**** TEXT PASSAGE ****
Chapter 2 Notes (Cells of the Brain)

History of brain cells and early limits

Cells discovered in the 1600s; neurons identified much later; early brain tissue was too mushy to study without fixes
Preservatives and fixation techniques needed to study brain structure

Histology: microscopic study of anatomy; focus on structure–function relationships
General steps: fix tissue → stain tissue → slice tissue → visualize tissue
Stains reveal different cellular components and help identify neuron structure

H&E stain: basic visualization of tissue; limitation: neuron identification can be ambiguous
Nissl stain: stains cell bodies (protein-rich areas like rough ER) to highlight neurons
Golgi stain: silver stain that reveals entire neuron morphology (soma, dendrites, axon, terminals)
Golgi staining stains only ~1–5% of neurons, yet reveals complete cellular structure

Reticular theory: brain as a continuous network
Neuron Doctrine: nervous system composed of discrete, individual neurons
Golgi vs Cajal: Golgi supported continued connectivity; Cajal supported discrete neurons

Winner: The nervous system is made of separate cells (Ramón y Cajal)
****
◆ EXERCISE DETAILS:
Write the next few lines of the notes on cells of the brain, picking up after the line on Ramón y Cajal. The entries that come next play no part in the task.
**** SOURCE MATERIAL ****
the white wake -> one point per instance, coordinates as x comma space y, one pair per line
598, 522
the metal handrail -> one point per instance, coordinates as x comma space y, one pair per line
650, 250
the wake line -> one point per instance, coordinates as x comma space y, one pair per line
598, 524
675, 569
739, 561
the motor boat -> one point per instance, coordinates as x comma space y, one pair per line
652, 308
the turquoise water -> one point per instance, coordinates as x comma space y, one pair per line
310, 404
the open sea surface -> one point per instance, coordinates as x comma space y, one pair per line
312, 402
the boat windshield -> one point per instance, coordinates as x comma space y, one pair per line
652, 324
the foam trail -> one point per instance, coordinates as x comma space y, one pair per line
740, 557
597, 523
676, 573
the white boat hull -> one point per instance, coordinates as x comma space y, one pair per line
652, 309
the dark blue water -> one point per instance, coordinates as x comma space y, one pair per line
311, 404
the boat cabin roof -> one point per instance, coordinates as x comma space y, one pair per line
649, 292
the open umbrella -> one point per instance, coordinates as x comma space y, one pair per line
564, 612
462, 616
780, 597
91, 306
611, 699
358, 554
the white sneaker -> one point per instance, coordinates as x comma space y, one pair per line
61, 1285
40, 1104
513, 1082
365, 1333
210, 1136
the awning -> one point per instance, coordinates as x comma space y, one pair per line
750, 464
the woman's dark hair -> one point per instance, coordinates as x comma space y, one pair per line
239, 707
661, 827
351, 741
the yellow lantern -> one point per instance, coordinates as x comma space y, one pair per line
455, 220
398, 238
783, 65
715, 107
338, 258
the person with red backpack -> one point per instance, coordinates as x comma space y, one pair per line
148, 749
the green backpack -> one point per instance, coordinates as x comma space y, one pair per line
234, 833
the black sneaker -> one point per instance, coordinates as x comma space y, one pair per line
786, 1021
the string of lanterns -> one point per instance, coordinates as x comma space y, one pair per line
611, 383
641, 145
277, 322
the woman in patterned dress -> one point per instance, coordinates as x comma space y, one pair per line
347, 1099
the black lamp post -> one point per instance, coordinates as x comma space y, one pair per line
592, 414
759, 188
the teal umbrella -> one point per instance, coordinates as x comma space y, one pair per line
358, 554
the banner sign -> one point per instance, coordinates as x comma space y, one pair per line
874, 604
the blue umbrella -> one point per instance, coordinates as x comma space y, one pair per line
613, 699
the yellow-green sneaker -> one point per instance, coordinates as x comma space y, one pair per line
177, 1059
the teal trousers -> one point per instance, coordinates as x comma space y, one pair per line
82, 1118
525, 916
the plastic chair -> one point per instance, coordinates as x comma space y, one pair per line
****
◆ WRITTEN ANSWER:
Key idea: the individual unit of the nervous system is the neuron
Debated for decades; established that neurons are distinct units, not a continuous network

Golgi and Cajal received Nobel recognition for their competing theories
Cajal advocated neuron doctrine; Golgi contested some aspects but made foundational stains possible

Soma (cell body): contains nucleus and cytoplasm
Dendrites: receive signals; dendritic tree; dendritic spines are post-synaptic sites with receptors
Axon: transmits signals; axon hillock (origin of the axon); axon collaterals; axon terminals
Myelin and nodes of Ranvier: speed up conduction; myelinating glia (oligodendrocytes in CNS, Schwann cells in PNS)
Synapse: synaptic cleft between axon terminal and dendrite/spine; presynaptic vesicles and postsynaptic receptors
Different neuronal compartments house distinct molecular machinery (e.g., rough ER absent in axon)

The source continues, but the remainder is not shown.